• RECORDS PROVIDED:
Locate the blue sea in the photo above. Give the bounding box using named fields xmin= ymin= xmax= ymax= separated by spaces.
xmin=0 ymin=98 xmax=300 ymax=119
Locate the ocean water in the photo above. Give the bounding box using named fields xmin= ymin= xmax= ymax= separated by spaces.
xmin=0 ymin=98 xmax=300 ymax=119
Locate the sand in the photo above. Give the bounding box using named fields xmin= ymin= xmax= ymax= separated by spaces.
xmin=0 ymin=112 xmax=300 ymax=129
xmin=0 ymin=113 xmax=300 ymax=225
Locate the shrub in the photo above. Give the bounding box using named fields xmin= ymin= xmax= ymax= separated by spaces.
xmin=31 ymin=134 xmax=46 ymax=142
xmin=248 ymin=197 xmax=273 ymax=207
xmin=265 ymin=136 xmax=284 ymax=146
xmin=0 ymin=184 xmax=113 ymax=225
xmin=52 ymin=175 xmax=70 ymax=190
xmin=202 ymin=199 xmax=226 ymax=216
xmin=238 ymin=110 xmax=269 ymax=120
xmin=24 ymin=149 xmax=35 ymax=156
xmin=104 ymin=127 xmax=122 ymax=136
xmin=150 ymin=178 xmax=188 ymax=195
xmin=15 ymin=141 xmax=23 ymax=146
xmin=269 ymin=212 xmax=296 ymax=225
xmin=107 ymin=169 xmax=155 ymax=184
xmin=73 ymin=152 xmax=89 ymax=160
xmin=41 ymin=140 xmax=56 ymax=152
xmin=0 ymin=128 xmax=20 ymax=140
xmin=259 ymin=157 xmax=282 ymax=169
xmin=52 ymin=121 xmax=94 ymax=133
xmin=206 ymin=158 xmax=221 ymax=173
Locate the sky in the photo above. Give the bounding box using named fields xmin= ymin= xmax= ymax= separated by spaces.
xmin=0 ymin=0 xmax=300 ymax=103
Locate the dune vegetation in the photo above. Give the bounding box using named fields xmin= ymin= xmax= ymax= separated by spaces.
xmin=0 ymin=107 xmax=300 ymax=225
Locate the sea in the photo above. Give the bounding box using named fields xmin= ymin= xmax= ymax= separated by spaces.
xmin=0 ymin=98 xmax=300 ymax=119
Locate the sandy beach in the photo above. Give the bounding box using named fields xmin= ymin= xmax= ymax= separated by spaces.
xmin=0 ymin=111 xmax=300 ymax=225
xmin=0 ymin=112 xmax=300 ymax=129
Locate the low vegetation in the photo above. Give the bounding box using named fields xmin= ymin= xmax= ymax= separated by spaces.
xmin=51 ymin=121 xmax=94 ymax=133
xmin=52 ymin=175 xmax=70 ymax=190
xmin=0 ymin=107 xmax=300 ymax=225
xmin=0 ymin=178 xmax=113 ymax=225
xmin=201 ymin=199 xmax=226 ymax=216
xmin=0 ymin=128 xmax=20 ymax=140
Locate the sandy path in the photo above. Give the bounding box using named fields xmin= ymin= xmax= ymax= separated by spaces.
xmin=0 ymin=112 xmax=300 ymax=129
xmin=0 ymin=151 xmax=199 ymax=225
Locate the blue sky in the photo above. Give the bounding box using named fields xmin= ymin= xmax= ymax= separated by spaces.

• TASK PROMPT:
Extract, unchanged, the closing run of lines that opens with the line containing "Locate the sandy beach" and ends with the last line.

• EXERCISE ANSWER:
Locate the sandy beach in the photo above. Give the bounding box using named fields xmin= ymin= xmax= ymax= separated by spaces.
xmin=0 ymin=111 xmax=300 ymax=225
xmin=0 ymin=112 xmax=300 ymax=129
Locate the low vegetation in the photo above. Give the bounding box using named fields xmin= ymin= xmax= ymax= separated by spaces.
xmin=51 ymin=121 xmax=94 ymax=133
xmin=52 ymin=175 xmax=70 ymax=190
xmin=0 ymin=107 xmax=300 ymax=225
xmin=0 ymin=178 xmax=113 ymax=225
xmin=201 ymin=199 xmax=226 ymax=216
xmin=0 ymin=128 xmax=20 ymax=140
Locate the sandy path in the photo above. Give the bounding box using named fields xmin= ymin= xmax= ymax= separated by spaces.
xmin=0 ymin=112 xmax=300 ymax=129
xmin=0 ymin=151 xmax=199 ymax=225
Locate the blue sky in the photo above. Give the bounding box using named fields xmin= ymin= xmax= ymax= separated by spaces.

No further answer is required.